Change "eyeglasses" to "spectacles" in the items below, from the line with "Each instance of the weathered" to the line with "217), (545, 233)]", and leave everything else unchanged. Give only those lines.

# Start of Raw records

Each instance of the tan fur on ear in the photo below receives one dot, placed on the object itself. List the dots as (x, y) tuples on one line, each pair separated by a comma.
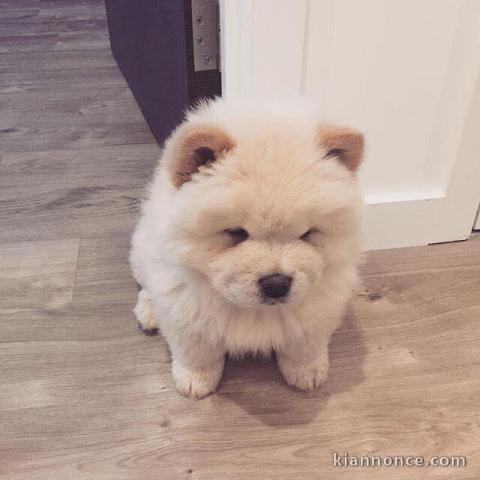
[(344, 143), (194, 146)]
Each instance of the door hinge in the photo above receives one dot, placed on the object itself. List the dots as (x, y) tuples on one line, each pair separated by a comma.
[(205, 22)]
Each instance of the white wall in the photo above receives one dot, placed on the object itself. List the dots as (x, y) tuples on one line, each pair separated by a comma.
[(404, 72)]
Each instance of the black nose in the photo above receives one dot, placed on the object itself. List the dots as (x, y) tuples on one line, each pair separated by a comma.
[(275, 286)]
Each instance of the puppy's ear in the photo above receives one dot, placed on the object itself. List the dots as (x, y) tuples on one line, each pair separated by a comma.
[(344, 143), (193, 146)]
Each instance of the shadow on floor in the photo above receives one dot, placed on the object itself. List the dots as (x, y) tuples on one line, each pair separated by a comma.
[(257, 386)]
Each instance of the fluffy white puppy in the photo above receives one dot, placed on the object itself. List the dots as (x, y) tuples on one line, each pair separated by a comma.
[(249, 240)]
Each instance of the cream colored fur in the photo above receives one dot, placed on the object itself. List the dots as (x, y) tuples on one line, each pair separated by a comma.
[(276, 181)]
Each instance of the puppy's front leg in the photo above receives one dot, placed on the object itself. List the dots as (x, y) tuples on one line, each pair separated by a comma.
[(304, 365), (198, 371)]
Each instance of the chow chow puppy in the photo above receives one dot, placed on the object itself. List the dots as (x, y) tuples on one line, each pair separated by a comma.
[(249, 240)]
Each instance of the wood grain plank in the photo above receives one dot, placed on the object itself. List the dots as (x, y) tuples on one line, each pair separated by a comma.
[(37, 274), (74, 193)]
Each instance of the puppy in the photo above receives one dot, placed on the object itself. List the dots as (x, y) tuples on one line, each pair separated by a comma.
[(249, 240)]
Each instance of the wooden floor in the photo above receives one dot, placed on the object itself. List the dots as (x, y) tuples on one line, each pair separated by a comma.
[(84, 395)]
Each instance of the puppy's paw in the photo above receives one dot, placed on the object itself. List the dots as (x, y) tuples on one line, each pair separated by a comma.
[(145, 315), (304, 376), (196, 383)]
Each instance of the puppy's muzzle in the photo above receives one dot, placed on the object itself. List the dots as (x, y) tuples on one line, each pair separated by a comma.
[(275, 288)]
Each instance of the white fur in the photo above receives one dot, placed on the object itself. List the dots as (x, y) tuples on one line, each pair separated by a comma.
[(277, 185)]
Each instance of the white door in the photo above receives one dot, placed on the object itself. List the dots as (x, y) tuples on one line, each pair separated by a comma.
[(405, 72)]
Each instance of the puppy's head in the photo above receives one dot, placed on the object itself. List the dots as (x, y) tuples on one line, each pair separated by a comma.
[(262, 211)]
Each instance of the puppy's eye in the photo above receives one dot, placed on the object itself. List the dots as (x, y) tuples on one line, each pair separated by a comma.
[(238, 235), (306, 236)]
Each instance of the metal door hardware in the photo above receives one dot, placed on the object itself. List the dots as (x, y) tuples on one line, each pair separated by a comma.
[(205, 34)]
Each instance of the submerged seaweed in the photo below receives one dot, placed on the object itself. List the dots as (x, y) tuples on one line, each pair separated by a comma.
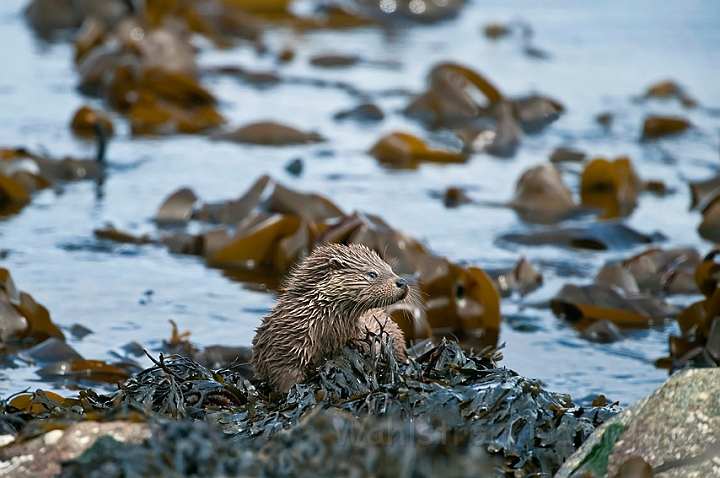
[(360, 415)]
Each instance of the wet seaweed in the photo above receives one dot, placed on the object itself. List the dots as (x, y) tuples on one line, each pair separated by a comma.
[(445, 412)]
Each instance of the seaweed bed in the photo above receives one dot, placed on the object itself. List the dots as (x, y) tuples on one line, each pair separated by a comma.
[(445, 413)]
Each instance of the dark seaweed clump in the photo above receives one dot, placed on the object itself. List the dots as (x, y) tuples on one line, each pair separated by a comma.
[(446, 413)]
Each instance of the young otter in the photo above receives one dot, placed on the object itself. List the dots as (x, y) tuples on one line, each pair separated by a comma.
[(331, 297)]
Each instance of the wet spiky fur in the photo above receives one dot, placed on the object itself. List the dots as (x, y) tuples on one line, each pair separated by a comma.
[(329, 298)]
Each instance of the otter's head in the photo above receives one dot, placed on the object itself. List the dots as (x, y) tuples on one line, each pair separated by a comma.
[(349, 279)]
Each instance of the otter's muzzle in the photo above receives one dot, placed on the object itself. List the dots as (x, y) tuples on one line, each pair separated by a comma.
[(402, 287)]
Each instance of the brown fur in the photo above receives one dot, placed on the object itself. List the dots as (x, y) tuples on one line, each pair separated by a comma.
[(328, 299)]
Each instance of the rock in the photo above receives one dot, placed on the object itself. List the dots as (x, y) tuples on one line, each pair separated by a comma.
[(674, 430), (42, 456)]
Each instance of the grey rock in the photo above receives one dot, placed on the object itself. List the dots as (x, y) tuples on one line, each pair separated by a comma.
[(42, 457), (675, 430)]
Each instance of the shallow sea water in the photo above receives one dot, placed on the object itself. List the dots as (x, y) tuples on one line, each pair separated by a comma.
[(602, 55)]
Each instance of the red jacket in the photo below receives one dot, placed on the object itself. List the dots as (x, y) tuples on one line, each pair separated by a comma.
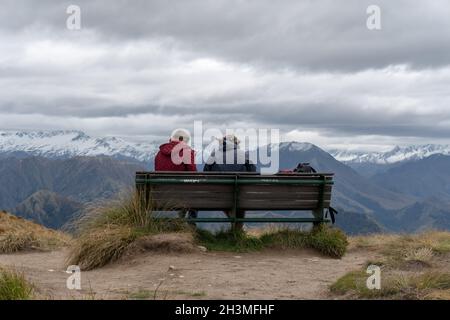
[(185, 160)]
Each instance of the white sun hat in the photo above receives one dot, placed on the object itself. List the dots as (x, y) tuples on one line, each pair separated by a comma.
[(180, 135)]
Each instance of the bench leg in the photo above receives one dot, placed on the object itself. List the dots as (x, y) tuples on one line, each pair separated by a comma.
[(238, 226), (318, 213)]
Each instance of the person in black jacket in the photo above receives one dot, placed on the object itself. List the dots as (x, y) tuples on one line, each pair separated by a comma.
[(229, 158)]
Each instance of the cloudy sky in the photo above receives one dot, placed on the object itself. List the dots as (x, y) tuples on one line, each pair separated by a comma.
[(309, 68)]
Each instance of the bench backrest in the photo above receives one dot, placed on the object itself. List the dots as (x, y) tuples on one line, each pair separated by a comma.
[(223, 191)]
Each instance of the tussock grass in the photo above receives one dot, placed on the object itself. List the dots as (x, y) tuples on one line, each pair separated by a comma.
[(328, 241), (413, 267), (107, 230), (14, 286), (404, 251), (17, 234), (428, 285)]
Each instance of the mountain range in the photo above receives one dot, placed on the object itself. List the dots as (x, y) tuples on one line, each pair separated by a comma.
[(67, 144), (49, 177)]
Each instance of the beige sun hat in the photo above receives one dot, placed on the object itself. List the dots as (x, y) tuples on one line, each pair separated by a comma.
[(180, 135), (231, 138)]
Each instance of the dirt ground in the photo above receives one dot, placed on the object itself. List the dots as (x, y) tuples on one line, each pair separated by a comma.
[(199, 275)]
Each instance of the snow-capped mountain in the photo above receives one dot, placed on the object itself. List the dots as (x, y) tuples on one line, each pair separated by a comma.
[(65, 144), (397, 154)]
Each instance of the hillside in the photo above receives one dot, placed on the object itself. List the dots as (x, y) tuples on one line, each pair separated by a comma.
[(424, 178), (18, 234), (48, 209), (81, 179), (268, 274)]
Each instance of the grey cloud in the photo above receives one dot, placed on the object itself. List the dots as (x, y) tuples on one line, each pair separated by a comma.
[(318, 35)]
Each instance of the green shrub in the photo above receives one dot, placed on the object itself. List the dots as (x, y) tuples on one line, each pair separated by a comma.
[(14, 286), (329, 241)]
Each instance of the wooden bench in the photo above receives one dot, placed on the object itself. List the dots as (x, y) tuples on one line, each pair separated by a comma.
[(213, 191)]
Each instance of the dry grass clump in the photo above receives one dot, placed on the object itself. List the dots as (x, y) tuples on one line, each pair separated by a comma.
[(109, 230), (422, 286), (18, 234), (405, 251), (412, 267)]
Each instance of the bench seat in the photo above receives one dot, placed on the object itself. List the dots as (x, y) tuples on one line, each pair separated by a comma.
[(215, 191)]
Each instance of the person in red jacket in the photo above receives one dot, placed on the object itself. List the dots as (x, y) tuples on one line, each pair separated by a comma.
[(176, 155)]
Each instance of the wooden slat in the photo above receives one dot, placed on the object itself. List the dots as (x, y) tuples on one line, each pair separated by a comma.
[(211, 204), (192, 187), (284, 196), (280, 205), (281, 188)]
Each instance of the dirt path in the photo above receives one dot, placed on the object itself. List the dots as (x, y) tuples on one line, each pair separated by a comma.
[(209, 275)]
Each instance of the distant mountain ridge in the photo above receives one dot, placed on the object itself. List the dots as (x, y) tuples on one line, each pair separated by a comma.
[(396, 155), (67, 144), (60, 178)]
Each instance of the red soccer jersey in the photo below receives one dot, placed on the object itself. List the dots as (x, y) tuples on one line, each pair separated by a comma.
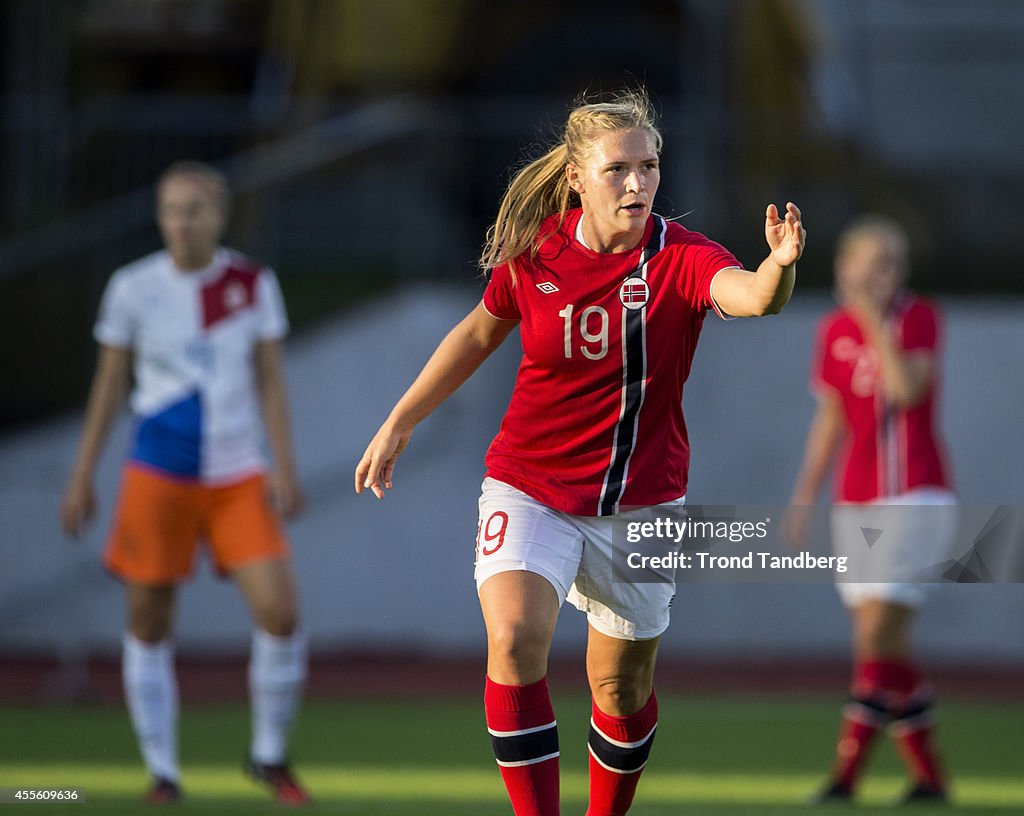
[(595, 423), (888, 451)]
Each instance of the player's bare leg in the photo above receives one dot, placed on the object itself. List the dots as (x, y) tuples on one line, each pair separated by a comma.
[(624, 718), (276, 673), (151, 687), (520, 609), (882, 630)]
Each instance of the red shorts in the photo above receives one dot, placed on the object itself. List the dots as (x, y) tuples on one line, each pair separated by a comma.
[(159, 522)]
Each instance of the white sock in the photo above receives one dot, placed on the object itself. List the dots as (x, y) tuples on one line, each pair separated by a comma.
[(276, 675), (152, 691)]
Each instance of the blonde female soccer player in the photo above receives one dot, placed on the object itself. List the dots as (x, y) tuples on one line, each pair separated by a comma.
[(609, 299)]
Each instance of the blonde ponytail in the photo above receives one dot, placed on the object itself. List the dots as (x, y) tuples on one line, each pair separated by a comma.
[(542, 188)]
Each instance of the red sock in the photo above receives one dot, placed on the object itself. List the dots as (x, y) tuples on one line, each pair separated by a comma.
[(619, 750), (912, 728), (524, 737), (863, 717)]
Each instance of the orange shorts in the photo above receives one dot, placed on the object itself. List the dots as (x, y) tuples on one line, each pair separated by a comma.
[(159, 522)]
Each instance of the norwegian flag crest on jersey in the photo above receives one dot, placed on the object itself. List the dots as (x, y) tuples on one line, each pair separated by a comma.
[(634, 293)]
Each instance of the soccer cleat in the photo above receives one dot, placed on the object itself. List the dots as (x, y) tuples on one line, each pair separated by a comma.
[(835, 792), (924, 793), (163, 791), (280, 779)]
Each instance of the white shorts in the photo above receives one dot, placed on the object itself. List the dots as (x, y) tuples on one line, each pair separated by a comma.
[(891, 545), (576, 555)]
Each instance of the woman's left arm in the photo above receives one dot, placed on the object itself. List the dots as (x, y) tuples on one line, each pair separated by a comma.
[(740, 293)]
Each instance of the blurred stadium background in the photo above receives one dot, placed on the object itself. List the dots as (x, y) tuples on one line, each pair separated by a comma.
[(368, 142)]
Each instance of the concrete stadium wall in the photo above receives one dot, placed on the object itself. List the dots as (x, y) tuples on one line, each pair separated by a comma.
[(397, 574)]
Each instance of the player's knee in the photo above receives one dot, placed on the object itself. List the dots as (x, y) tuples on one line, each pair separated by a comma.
[(621, 695), (276, 616), (148, 626), (517, 645), (148, 618)]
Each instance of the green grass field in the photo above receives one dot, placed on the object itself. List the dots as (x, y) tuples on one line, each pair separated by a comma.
[(714, 757)]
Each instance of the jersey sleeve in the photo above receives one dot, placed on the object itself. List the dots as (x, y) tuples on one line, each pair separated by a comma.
[(271, 318), (921, 330), (499, 297), (116, 321), (701, 259), (823, 372)]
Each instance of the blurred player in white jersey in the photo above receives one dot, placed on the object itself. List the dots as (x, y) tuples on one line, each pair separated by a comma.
[(200, 327), (876, 375), (609, 299)]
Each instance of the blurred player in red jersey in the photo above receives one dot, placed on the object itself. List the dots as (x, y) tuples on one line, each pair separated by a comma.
[(609, 299), (201, 327), (876, 379)]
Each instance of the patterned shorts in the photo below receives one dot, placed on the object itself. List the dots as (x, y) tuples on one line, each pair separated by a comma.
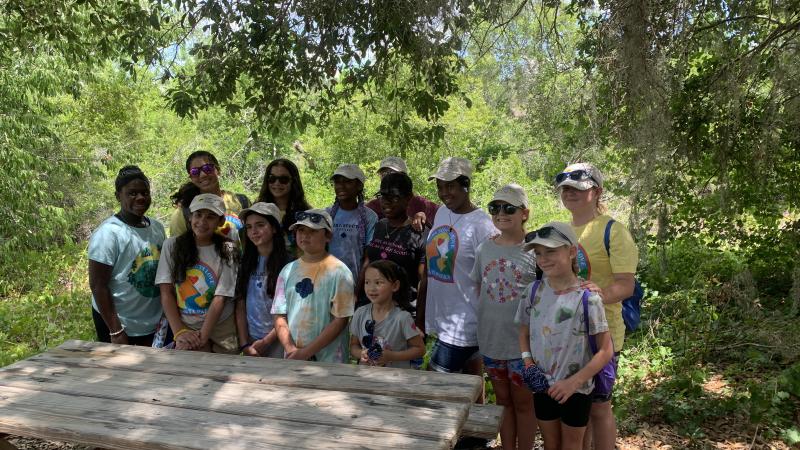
[(505, 370)]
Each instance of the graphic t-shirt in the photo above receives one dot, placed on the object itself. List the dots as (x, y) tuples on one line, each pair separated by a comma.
[(211, 276), (451, 306), (393, 332), (133, 255), (230, 229), (347, 243), (403, 246), (310, 294), (557, 326), (595, 265), (504, 272)]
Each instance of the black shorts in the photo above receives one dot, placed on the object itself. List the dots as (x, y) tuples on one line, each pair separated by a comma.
[(574, 413)]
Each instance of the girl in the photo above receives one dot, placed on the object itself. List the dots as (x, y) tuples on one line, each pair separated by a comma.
[(503, 270), (282, 186), (197, 276), (353, 223), (203, 170), (553, 338), (609, 271), (265, 254), (314, 295), (123, 256), (386, 322)]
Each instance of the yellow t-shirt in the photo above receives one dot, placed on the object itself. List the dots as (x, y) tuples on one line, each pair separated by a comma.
[(594, 264)]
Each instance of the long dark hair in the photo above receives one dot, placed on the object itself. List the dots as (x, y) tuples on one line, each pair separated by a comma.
[(297, 196), (393, 272), (277, 259)]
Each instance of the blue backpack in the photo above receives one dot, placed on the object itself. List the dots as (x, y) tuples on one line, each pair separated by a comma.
[(631, 306)]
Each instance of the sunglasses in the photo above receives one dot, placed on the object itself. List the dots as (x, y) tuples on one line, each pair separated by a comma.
[(545, 233), (207, 168), (575, 175), (312, 217), (507, 208), (282, 179)]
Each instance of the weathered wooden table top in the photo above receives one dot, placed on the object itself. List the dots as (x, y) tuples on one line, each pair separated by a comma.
[(116, 396)]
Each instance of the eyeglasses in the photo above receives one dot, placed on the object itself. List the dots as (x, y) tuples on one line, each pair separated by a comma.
[(207, 168), (507, 208), (575, 175), (282, 179), (312, 217), (545, 233)]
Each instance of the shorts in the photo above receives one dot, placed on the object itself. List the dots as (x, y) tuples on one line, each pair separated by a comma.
[(599, 398), (505, 370), (573, 413), (449, 358)]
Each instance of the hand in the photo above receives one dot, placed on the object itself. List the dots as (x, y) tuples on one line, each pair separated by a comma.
[(562, 390)]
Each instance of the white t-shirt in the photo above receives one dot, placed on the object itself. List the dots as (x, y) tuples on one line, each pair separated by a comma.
[(451, 305)]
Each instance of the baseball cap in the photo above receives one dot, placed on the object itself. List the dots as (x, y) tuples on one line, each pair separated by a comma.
[(552, 234), (452, 168), (394, 163), (350, 171), (317, 219), (211, 202), (513, 194)]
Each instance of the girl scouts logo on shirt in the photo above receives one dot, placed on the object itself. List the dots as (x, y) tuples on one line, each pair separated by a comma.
[(197, 290), (142, 275), (441, 253), (584, 266)]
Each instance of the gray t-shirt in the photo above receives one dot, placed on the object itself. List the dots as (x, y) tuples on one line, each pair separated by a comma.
[(503, 272), (558, 330), (393, 332)]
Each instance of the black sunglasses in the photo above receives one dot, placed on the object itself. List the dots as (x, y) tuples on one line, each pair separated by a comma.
[(507, 208), (545, 233), (575, 175)]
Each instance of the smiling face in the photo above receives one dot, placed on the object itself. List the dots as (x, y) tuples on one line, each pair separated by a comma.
[(134, 198)]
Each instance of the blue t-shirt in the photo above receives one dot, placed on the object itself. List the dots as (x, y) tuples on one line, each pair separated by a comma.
[(133, 255), (347, 244)]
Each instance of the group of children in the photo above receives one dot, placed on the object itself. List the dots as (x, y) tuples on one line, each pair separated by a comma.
[(290, 291)]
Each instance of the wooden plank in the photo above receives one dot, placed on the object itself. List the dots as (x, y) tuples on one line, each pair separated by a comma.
[(483, 421), (369, 413), (321, 376), (128, 425)]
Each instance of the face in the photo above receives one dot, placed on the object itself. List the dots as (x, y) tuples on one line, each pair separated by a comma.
[(259, 230), (311, 241), (206, 182), (507, 222), (377, 287), (452, 194), (279, 181), (134, 198), (345, 188), (204, 222), (555, 262)]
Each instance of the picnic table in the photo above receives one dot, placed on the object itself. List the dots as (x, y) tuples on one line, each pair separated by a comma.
[(119, 396)]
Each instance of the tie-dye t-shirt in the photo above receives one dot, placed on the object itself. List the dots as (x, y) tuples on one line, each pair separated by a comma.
[(310, 295), (558, 330), (211, 276), (133, 255)]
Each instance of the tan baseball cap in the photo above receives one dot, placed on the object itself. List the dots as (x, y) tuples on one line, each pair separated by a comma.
[(211, 202), (394, 163), (552, 234), (350, 171), (452, 168), (513, 194)]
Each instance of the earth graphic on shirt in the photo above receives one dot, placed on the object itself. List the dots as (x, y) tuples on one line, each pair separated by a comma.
[(143, 271)]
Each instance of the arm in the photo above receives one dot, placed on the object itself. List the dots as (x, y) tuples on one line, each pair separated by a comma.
[(563, 389), (327, 336), (99, 277)]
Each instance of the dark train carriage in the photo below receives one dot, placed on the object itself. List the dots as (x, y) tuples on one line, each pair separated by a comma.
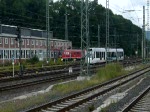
[(72, 54)]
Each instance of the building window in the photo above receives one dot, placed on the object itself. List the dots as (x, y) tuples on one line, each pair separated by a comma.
[(27, 41), (36, 42), (6, 40), (32, 42), (0, 40), (45, 43), (12, 41), (41, 42), (22, 41)]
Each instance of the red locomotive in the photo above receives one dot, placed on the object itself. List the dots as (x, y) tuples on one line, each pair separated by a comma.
[(72, 54)]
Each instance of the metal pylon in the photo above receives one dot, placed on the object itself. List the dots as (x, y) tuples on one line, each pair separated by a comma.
[(107, 28), (84, 36), (47, 31)]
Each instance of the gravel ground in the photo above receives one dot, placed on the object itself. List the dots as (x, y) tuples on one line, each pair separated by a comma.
[(132, 94), (88, 107)]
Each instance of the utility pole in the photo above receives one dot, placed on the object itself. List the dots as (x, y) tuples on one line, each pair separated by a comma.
[(137, 36), (98, 36), (66, 26), (143, 35), (107, 29), (85, 36), (115, 37), (47, 32), (18, 38)]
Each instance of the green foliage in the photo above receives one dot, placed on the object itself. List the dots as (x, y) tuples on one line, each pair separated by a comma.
[(109, 71), (91, 108)]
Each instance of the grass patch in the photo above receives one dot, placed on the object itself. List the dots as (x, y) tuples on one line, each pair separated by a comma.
[(103, 74)]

# End of Raw records

→ Expected answer
Each instance of the weathered wooden table top in the photo above receives one dot, placed on the object itself. List the dots as (x, y) tuples on one line, each pair separated by a comma.
[(116, 396)]
Each instance of the spectacles in the photo above receives one dot, placed on the object itself. List the dots as (x, y) tuples on one line, each pair separated by a comma.
[(207, 168), (507, 208), (575, 175), (282, 179), (312, 217), (545, 233)]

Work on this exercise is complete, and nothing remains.